* start *
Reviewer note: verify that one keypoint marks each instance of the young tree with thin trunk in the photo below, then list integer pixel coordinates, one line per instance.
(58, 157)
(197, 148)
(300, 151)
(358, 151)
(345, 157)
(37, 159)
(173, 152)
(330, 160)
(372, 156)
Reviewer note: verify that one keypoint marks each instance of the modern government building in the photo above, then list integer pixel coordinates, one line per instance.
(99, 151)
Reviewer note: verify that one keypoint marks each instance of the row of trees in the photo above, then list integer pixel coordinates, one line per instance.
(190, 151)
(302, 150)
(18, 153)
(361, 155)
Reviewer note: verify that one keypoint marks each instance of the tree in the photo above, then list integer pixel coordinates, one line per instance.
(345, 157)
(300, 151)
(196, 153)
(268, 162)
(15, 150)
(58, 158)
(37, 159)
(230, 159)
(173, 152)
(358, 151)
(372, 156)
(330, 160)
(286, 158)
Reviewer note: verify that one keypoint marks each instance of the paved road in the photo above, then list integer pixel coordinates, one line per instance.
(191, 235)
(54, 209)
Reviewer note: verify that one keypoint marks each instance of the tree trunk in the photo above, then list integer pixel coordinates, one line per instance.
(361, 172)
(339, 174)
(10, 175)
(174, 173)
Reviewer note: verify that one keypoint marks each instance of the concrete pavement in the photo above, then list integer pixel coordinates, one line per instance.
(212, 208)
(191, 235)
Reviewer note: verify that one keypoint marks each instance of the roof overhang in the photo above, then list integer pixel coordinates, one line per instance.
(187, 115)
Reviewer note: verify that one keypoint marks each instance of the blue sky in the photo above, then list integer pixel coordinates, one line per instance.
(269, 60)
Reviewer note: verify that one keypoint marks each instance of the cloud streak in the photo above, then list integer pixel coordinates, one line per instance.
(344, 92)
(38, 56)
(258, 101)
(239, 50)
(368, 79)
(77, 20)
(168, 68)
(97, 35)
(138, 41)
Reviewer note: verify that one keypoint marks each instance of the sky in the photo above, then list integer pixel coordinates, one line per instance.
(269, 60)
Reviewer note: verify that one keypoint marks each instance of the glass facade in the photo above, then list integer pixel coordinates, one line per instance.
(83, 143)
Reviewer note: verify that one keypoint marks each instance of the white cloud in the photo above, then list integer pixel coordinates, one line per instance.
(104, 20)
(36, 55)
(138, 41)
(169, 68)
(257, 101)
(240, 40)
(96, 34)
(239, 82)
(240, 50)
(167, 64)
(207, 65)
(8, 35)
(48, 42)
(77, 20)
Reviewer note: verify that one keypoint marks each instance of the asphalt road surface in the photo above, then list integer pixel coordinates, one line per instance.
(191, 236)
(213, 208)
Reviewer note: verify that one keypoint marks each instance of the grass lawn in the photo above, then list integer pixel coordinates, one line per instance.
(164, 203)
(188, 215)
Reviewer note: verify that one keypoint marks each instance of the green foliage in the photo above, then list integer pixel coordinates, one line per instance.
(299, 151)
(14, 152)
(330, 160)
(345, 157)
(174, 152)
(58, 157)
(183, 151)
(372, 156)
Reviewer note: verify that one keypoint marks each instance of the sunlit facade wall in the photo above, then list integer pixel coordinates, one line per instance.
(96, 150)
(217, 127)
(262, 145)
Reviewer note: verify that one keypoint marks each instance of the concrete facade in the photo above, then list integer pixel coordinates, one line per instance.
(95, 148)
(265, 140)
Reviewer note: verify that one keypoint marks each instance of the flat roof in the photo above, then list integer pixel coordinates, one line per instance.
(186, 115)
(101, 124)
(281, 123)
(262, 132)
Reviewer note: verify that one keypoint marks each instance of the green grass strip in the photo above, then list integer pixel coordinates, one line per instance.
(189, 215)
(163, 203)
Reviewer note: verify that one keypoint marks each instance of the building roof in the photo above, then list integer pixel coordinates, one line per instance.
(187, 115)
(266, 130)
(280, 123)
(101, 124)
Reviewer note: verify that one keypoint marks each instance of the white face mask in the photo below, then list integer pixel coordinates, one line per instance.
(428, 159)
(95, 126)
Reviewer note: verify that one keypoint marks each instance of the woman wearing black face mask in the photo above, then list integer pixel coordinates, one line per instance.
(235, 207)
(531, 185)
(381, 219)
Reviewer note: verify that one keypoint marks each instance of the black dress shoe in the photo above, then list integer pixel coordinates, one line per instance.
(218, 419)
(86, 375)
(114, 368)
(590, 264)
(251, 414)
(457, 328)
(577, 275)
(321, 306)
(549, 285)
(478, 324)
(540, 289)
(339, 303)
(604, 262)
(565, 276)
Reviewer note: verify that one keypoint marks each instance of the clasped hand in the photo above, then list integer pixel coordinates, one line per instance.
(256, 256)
* end *
Your goal>
Each entry is to be returned in full, character for character.

Answer to this exercise>
Reviewer note: verify that one keypoint marks each instance of the young tree with thin trunk in the photo below, then list integer pixel coordinates, one line per instance.
(58, 157)
(197, 148)
(300, 151)
(358, 151)
(345, 157)
(37, 159)
(173, 152)
(330, 160)
(372, 156)
Reviewer note: verify that one keypoint marks each instance of the modern government building in the photo above, then list integer pixel coordinates, one line per instance.
(99, 151)
Reviewer note: verify that one keypoint marks each instance of the row of trees in the photo above, then list integer pixel coordinates, one line per instance.
(190, 151)
(302, 150)
(18, 153)
(361, 155)
Reviewer note: verify that one keypoint marks each instance of the tree in the photo above, then list integer pixel coordinates, one line per instance.
(345, 157)
(300, 151)
(196, 153)
(268, 162)
(15, 150)
(58, 158)
(37, 159)
(230, 159)
(173, 152)
(358, 151)
(372, 156)
(330, 160)
(286, 158)
Reviewer note: verify that one keypoint marks each instance of the paved road in the photo above, then list integer pixel coordinates, one line per instance.
(191, 235)
(54, 209)
Reviewer note: verify that one keypoint marks each instance of the tree trunk in the photo above, then list integer pixel coordinates, one line per instance.
(361, 172)
(339, 174)
(10, 175)
(174, 173)
Reviewer note: verify that one keypoint marks each instance of the concrete pavement in the photo above, then list integer pixel coordinates, one line per instance.
(212, 208)
(191, 235)
Reviewer note: verify that one keypoint marks each instance of the roof overhang in the photo above, then list integer pixel coordinates, one line per instance.
(187, 115)
Reviewer note: verify that one keypoint marks each instance of the blue sky in the photo above, then list integer pixel coordinates, one line per instance.
(269, 60)
Reviewer note: verify that one keypoint marks each instance of the cloud streak in the photo above, then list integer pixel coordinates, one line per instance.
(344, 92)
(38, 56)
(258, 101)
(239, 50)
(368, 79)
(77, 20)
(168, 68)
(97, 35)
(138, 41)
Reviewer note: verify that one keypoint marks each instance of the sky in the photo above, then list integer pixel coordinates, one line per instance.
(269, 60)
Reviewer note: verify that one keypoint marks each instance of the glass facade in the photo above, then list integer pixel coordinates, one line per instance.
(83, 143)
Reviewer note: verify that one keypoint marks each instance of the white cloud in the photo above, then list integer pixel coordinates, one line per instance.
(104, 20)
(36, 55)
(138, 41)
(169, 68)
(257, 101)
(240, 40)
(96, 34)
(239, 82)
(240, 50)
(167, 64)
(207, 65)
(8, 35)
(48, 42)
(77, 20)
Reviewer note: verify that one keypoint marks each instance of the asphalt road surface in the photo above, then list integer pixel coordinates, one line per instance.
(191, 236)
(213, 208)
Reviewer note: verify that one keypoint marks each instance of the grass lawn in the photo above, then list integer pixel coordinates, one line per instance.
(164, 203)
(188, 215)
Reviewer note: verify that one keypoint marks each instance of the green foliage in the photo above, then list integer pixel coordinates, one line per instance.
(299, 151)
(14, 152)
(330, 160)
(345, 157)
(174, 152)
(58, 157)
(183, 151)
(372, 156)
Reviewer note: verify that one keypoint marks each instance of the sunlit facade wall in the photo above, then list integer pixel coordinates, one line per instance.
(96, 150)
(217, 127)
(262, 145)
Reviewer note: verify that one keypoint marks each instance of the concrete facade in the photo above, then list integer pixel coordinates, one line per instance.
(95, 148)
(265, 140)
Reviewer note: verify that one keypoint marks each instance of the flat roof in the photo above, then list integer pixel coordinates, one line per instance.
(186, 115)
(101, 124)
(281, 123)
(262, 132)
Reviewer note: verify that one keypoint marks each instance of the green grass strip in the photo above, then list integer pixel coordinates, one line per instance.
(189, 215)
(163, 203)
Reviewer note: verify that one keypoint marks each instance of the building roof in the photo above, then list integer pixel coordinates, one line per instance.
(187, 115)
(266, 130)
(280, 123)
(101, 124)
Reviewer note: verify that one keypoint marks each instance of the white face mask in the photo below, then list integer pixel coordinates, one line per instance.
(428, 159)
(95, 126)
Reviewer note: verify that one keypoint marks each instance of the woman wearing black face mask in the photo above, then list integer pixel coordinates, one line per instance.
(235, 207)
(531, 185)
(381, 219)
Reviewer note: verify that one keypoint marks each instance of the black dress shoe in the photo above, then list integer pixel coordinates, one line per instance.
(218, 419)
(86, 375)
(114, 368)
(590, 264)
(251, 414)
(457, 328)
(577, 275)
(321, 306)
(549, 285)
(478, 324)
(540, 289)
(339, 303)
(604, 262)
(565, 276)
Reviewer note: verify that one keypoint marks each instance of the clasped hand in the photo above, then list integer pixel coordinates, one line per instance.
(256, 256)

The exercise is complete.